Currently, the biggest risk of using AI in mediation is the possibility that it will introduce errors into the process. Many of us have seen comical (and sometimes frightening) news stories of chatbots behaving bizarrely, as when ChatGPT produced strange “hallucinations” in response to simple questions, unsettled a New York Times reporter with creepy declarations of love, and produced inedible Thanksgiving recipes.

With chatbots in their infancy, the risk that they will deliver inaccurate or even harmful mediation advice is real. “We have all heard about lawyers using chat-based tools to augment their writings and including ‘hallucinations’ such as made-up case citations,” writes Christopher K. Poole, CEO of alternative dispute resolution provider JAMS. When unchecked by human mediators, AI mediation risks running afoul of laws and ethical standards.

In addition, generative AI is ill-equipped to help parties cope with the strong emotions that often come up during mediation. “Mediators’ skill in managing emotions such as anger, frustration, and fear—which may be fueling the conflict—is central to the dispute resolution process, and mediators create an environment where participants can express their emotions in constructive ways,” writes Joseph Panetta for Bloomberg Law.
--*--
Prompt
Reproduce the passage on the risks of using AI in mediation word for word, in full. The data has nothing to do with this passage.
--*--
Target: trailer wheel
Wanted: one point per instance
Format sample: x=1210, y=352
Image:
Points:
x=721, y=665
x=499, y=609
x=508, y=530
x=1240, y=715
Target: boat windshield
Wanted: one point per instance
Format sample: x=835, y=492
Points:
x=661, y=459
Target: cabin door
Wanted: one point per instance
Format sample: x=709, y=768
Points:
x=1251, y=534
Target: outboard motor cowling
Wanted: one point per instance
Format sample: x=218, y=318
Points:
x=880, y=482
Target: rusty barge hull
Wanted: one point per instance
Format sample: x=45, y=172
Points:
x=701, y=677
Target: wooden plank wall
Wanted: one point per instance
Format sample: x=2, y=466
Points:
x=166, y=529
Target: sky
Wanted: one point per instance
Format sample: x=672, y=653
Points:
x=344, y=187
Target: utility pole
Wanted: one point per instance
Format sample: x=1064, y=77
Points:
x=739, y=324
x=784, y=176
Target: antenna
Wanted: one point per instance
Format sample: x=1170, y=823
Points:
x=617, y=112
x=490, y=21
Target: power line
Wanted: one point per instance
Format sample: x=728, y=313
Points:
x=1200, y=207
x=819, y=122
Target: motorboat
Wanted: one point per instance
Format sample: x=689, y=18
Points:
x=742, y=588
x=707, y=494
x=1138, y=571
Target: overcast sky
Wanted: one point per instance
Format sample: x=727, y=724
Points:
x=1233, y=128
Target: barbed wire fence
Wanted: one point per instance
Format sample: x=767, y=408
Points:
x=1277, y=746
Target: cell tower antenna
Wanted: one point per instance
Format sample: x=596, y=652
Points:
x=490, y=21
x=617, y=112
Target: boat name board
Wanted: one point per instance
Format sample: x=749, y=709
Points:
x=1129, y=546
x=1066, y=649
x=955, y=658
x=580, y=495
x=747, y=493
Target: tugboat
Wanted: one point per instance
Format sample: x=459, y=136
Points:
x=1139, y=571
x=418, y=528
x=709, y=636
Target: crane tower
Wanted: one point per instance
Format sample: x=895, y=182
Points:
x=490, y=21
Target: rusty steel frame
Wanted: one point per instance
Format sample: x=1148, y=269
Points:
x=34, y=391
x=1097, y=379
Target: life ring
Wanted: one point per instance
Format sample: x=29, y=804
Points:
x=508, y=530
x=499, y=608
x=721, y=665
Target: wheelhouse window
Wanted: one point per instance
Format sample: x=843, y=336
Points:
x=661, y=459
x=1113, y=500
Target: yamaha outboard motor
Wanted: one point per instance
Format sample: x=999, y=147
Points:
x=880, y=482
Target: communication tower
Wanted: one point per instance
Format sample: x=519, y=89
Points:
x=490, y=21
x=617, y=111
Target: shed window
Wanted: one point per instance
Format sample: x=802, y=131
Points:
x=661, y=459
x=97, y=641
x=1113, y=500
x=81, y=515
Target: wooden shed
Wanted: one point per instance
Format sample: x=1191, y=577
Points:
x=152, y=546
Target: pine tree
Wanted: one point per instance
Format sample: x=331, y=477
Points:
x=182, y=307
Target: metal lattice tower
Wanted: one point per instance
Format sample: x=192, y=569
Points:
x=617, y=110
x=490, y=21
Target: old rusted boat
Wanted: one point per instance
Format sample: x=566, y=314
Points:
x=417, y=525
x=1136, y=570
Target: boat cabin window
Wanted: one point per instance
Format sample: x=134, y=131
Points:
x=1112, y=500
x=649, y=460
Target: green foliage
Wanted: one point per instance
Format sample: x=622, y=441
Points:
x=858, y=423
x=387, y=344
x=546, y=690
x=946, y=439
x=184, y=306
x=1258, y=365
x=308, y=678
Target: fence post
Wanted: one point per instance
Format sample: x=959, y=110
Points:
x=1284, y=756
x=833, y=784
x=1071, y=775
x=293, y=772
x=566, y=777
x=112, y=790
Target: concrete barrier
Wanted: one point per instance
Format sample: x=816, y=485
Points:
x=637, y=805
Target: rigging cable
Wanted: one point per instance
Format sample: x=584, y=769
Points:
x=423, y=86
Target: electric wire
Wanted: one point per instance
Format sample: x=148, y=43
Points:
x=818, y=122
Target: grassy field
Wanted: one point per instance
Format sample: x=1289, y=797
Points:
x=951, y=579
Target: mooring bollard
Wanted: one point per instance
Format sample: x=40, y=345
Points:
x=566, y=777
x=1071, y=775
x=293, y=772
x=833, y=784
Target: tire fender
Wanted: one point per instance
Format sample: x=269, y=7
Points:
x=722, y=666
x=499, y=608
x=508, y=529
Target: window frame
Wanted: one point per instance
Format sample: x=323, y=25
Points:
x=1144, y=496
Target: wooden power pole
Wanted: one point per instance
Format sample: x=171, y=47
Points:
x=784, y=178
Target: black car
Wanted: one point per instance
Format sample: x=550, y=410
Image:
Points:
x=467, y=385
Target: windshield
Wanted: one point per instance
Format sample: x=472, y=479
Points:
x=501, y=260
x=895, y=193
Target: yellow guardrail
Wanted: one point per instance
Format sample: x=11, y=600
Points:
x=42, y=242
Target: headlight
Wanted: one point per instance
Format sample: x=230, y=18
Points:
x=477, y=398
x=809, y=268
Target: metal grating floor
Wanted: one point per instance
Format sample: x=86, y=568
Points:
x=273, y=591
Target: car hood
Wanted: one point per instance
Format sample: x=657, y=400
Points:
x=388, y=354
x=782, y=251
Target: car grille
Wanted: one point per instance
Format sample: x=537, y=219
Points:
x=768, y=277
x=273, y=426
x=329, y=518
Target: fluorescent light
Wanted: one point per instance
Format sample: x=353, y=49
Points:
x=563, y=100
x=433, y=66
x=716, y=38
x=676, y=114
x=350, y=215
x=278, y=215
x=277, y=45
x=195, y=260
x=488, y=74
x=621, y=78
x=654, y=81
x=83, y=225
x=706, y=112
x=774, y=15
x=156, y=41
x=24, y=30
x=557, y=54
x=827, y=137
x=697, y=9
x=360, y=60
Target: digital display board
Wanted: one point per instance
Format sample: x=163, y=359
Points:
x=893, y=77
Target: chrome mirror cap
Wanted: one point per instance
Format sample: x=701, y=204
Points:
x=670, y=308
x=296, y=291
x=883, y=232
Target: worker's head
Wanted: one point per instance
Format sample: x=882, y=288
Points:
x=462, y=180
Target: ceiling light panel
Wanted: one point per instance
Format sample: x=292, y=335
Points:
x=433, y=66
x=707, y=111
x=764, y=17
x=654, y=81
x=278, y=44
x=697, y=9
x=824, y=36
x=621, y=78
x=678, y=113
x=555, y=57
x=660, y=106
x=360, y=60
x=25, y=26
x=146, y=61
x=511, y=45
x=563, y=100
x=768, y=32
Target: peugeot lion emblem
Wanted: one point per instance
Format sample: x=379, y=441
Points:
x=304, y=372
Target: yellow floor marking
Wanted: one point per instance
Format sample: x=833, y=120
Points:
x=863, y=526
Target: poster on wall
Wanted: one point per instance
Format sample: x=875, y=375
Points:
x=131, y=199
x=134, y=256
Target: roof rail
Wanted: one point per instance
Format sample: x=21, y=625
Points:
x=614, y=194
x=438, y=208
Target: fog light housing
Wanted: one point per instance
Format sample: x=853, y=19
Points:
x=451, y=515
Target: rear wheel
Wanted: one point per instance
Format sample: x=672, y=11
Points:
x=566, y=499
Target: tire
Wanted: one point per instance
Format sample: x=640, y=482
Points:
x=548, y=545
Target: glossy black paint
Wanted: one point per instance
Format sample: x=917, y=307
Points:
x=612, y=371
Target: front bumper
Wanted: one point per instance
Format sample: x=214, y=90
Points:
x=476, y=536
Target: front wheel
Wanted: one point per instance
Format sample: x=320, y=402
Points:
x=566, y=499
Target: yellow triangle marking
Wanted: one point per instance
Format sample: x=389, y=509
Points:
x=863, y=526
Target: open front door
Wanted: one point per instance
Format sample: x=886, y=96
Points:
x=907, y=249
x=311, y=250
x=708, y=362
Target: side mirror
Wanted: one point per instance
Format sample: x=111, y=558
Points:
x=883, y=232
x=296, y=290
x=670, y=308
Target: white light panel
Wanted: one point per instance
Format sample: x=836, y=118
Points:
--*--
Answer for the task
Currently, the biggest risk of using AI in mediation is the possibility that it will introduce errors into the process. Many of us have seen comical (and sometimes frightening) news stories of chatbots behaving bizarrely, as when ChatGPT produced strange “hallucinations” in response to simple questions, unsettled a New York Times reporter with creepy declarations of love, and produced inedible Thanksgiving recipes.

With chatbots in their infancy, the risk that they will deliver inaccurate or even harmful mediation advice is real. “We have all heard about lawyers using chat-based tools to augment their writings and including ‘hallucinations’ such as made-up case citations,” writes Christopher K. Poole, CEO of alternative dispute resolution provider JAMS. When unchecked by human mediators, AI mediation risks running afoul of laws and ethical standards.

In addition, generative AI is ill-equipped to help parties cope with the strong emotions that often come up during mediation. “Mediators’ skill in managing emotions such as anger, frustration, and fear—which may be fueling the conflict—is central to the dispute resolution process, and mediators create an environment where participants can express their emotions in constructive ways,” writes Joseph Panetta for Bloomberg Law.